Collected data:
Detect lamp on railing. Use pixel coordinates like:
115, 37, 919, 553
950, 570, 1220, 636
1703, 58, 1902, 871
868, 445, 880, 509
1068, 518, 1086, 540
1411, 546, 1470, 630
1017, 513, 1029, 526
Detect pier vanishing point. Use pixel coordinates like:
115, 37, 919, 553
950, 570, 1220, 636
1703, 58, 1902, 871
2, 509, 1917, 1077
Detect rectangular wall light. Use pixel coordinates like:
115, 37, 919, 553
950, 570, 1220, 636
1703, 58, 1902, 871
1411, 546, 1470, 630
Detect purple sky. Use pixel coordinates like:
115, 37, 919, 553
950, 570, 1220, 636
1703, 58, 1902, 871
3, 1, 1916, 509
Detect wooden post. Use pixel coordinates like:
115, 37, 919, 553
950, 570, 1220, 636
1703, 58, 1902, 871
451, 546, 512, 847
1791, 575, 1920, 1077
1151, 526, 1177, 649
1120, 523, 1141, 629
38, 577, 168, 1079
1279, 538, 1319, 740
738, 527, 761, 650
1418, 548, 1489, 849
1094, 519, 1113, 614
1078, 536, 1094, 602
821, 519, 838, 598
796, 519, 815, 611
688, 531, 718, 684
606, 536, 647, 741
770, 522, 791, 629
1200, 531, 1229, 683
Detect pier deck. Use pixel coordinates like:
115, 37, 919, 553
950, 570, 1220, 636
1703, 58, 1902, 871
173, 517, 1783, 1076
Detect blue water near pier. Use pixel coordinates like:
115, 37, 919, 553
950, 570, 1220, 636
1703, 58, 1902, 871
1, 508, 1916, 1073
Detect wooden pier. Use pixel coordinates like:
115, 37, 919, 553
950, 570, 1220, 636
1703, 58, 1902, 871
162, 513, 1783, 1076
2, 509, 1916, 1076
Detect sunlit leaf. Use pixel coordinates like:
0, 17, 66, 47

WHAT YOU HAVE TO DO: Would you repeat, exactly and with nothing added, every line from the line containing "Detect sunlit leaf." through the last line of the records above?

FINISHED TASK:
Detect sunlit leaf. Use pixel coordinates like:
0, 17, 66, 47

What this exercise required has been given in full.